#### EXERCISE DESCRIPTION
Render every entry verbatim.

=-=-=

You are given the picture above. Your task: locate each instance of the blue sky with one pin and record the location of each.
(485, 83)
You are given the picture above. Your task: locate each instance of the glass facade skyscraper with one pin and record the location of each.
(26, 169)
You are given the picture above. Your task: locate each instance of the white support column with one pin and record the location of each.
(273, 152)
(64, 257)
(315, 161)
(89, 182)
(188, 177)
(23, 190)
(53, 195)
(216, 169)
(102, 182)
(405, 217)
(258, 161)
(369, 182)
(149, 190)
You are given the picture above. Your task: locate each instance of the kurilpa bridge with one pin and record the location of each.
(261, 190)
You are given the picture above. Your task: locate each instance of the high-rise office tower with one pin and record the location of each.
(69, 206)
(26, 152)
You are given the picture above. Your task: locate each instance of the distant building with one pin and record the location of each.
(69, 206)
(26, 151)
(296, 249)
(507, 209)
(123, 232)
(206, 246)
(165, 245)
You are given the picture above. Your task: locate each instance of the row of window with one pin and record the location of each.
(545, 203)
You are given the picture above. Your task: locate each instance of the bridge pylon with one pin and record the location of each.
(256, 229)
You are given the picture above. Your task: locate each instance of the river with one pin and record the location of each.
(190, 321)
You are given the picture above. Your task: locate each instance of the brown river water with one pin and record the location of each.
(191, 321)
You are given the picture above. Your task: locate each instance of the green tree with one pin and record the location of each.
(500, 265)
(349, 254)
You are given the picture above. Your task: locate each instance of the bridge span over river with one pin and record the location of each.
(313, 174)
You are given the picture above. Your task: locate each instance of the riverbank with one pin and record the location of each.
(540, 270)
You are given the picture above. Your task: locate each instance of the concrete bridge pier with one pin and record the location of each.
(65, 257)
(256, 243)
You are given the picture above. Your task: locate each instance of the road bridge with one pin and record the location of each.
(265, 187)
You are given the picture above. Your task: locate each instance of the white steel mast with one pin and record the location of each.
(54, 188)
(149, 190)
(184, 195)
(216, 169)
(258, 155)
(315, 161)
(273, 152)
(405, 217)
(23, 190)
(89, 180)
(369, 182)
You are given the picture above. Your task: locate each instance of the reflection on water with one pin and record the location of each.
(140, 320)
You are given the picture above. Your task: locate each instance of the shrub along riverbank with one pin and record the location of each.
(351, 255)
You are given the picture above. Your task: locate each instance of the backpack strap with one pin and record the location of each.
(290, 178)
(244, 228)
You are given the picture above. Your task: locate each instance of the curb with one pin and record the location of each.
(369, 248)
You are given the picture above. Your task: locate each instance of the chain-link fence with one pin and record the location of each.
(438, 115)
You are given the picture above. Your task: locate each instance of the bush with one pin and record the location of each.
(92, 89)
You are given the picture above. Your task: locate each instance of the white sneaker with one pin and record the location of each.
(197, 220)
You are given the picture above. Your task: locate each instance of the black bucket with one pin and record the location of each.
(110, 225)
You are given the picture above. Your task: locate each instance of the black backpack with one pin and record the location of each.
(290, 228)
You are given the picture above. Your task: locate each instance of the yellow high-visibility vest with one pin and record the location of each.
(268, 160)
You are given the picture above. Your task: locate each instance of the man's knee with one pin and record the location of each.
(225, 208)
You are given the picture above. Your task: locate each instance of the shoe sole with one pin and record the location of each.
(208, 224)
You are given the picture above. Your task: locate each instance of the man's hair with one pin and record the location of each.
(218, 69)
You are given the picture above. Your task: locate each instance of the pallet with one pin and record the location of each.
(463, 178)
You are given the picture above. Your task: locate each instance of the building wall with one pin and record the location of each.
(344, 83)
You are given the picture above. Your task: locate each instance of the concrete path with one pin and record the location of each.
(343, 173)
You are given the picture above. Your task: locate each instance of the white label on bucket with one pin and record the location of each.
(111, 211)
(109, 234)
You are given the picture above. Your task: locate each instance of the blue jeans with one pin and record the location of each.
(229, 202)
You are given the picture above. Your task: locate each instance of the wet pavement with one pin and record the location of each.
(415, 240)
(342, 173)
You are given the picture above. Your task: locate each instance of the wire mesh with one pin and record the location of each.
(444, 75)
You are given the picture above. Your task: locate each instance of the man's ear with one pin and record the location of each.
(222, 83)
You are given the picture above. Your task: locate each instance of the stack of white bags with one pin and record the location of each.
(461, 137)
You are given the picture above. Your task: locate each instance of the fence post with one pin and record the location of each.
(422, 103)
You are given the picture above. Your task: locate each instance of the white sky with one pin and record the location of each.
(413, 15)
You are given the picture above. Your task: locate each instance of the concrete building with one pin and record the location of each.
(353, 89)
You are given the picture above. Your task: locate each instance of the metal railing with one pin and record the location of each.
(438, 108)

=-=-=

#### REPLY TO THE EXERCISE
You are given the picture above. Your task: locate each instance of the blue sky with one pin and record the location of each.
(485, 83)
You are given the picture above. Your task: locate each instance of the glass facade skyscraper with one pin and record the location of each.
(26, 169)
You are given the picture above. Your task: locate each instance of the white support column with one pin and record the location of each.
(273, 152)
(64, 257)
(315, 161)
(89, 182)
(188, 177)
(23, 190)
(53, 195)
(216, 169)
(102, 182)
(405, 217)
(258, 161)
(369, 182)
(149, 190)
You are given the picture above. Your task: locate each instance of the kurilpa bridge with one pin and record the location of each.
(261, 190)
You are given the picture above. Your task: locate each instance of the high-rise office tower with one pin and record the location of each.
(69, 206)
(26, 152)
You are given the picture above. Your task: locate each instance of the distant building with one pin and record the location of each.
(69, 206)
(26, 151)
(296, 249)
(507, 209)
(123, 232)
(206, 246)
(165, 245)
You are given the picture above. Your task: locate each instance of the row of window with one pin and record the location of each.
(545, 203)
You are given the picture above. Your task: locate each instance of the bridge pylon with one pin and record the location of each.
(256, 229)
You are given the picture above. Your task: locate each instance of the river with one pin and record the location of each.
(190, 321)
You are given the picture above. Your task: locate each instance of the brown river water with one pin and record the location of each.
(191, 321)
You are given the picture above. Your task: locate each instance of the green tree with one pin and record the location of each.
(500, 265)
(349, 254)
You are given the picture above. Your task: locate each instance of the bridge span over river with one pin and record the location of each.
(313, 174)
You are given the picture above. Your task: locate each instance of the riverbank with one pin and record the location of each.
(540, 270)
You are given the picture above. Your task: locate each instance of the concrete bridge pier with one pin and record the location of each.
(65, 257)
(256, 243)
You are given the picture above. Your task: locate each instance of the road bridge with one pin and record the location of each.
(265, 187)
You are given the picture above. Your task: locate each instance of the white steel mast with one pin and record the location of each.
(54, 188)
(149, 190)
(184, 195)
(216, 169)
(258, 155)
(315, 161)
(273, 152)
(405, 217)
(23, 190)
(89, 180)
(369, 182)
You are given the picture above. Your task: locate each instance of the reflection on water with one pin and record the location of each.
(140, 320)
You are given the picture above. Your task: locate each instance of the shrub along riverbank with one pin and record the location of each.
(351, 255)
You are given the picture above. Your task: locate each instance of the backpack strap with one pin and record the location of each.
(290, 178)
(244, 228)
You are given the picture above. Your task: locate each instance of the curb with one pin and record the location of each.
(369, 248)
You are given the picture above. Your task: locate each instance of the chain-link fence with one pin and record the location of each.
(438, 115)
You are given the picture above. Your task: locate each instance of the bush with one pin and record the location of each.
(92, 89)
You are given the picture above. Your task: locate each instance of the white sneaker with one pin and record the location of each.
(197, 220)
You are given the picture above. Your task: locate each instance of the black bucket with one pin and record the location of each.
(110, 225)
You are given the picture above. Your task: locate each instance of the black backpack with one pin and record the location of each.
(290, 228)
You are given the picture above. Your task: locate each instance of the yellow high-visibility vest with one pin and record the location of each.
(268, 160)
You are given the picture above. Your task: locate each instance of the man's knee with one pin and record the location of each.
(225, 208)
You are given the picture above. Your task: locate each instance of the shoe sole with one pin and record the location of each.
(208, 224)
You are given the picture above. Your task: locate each instance of the man's hair with one pin and record the location of each.
(218, 69)
You are given the picture above. Your task: locate each instance of the pallet with one pin and record the location of each.
(463, 178)
You are given the picture above. Your task: locate each instance of the building wall with one pin and record the location of each.
(344, 83)
You are given the picture above. Your task: locate each instance of the concrete path with one pin and record the location of each.
(343, 173)
You are given the picture above. Your task: locate each instance of the white label on bucket with one pin and record the location of each.
(111, 211)
(109, 234)
You are given the picture above. Your task: locate each instance of the blue jeans with one pin and record the location of each.
(229, 202)
You are given the picture above. Your task: locate each instance of the wet pavement with one pin and record the location of each.
(415, 240)
(342, 173)
You are given the picture above. Your task: locate each instance of the wire mesh with one pin and record the location of each.
(444, 75)
You are given the picture above. Your task: locate each instance of the man's ear with one pin and record the location of each.
(222, 83)
You are given the picture above. Your task: locate each instance of the stack of white bags with one pin and record the location of each.
(461, 137)
You are given the picture above. Your task: locate each instance of the fence post with one pin and record the location of each.
(422, 103)
You are given the picture above. Your task: locate each instance of the white sky with one pin and record the location of each.
(413, 15)
You are given the picture above. Your task: locate each instance of the concrete building with one pin and record the location of each.
(353, 89)
You are given the picture above. Your task: locate each instance of the metal railing with one pin and record the location of each.
(438, 108)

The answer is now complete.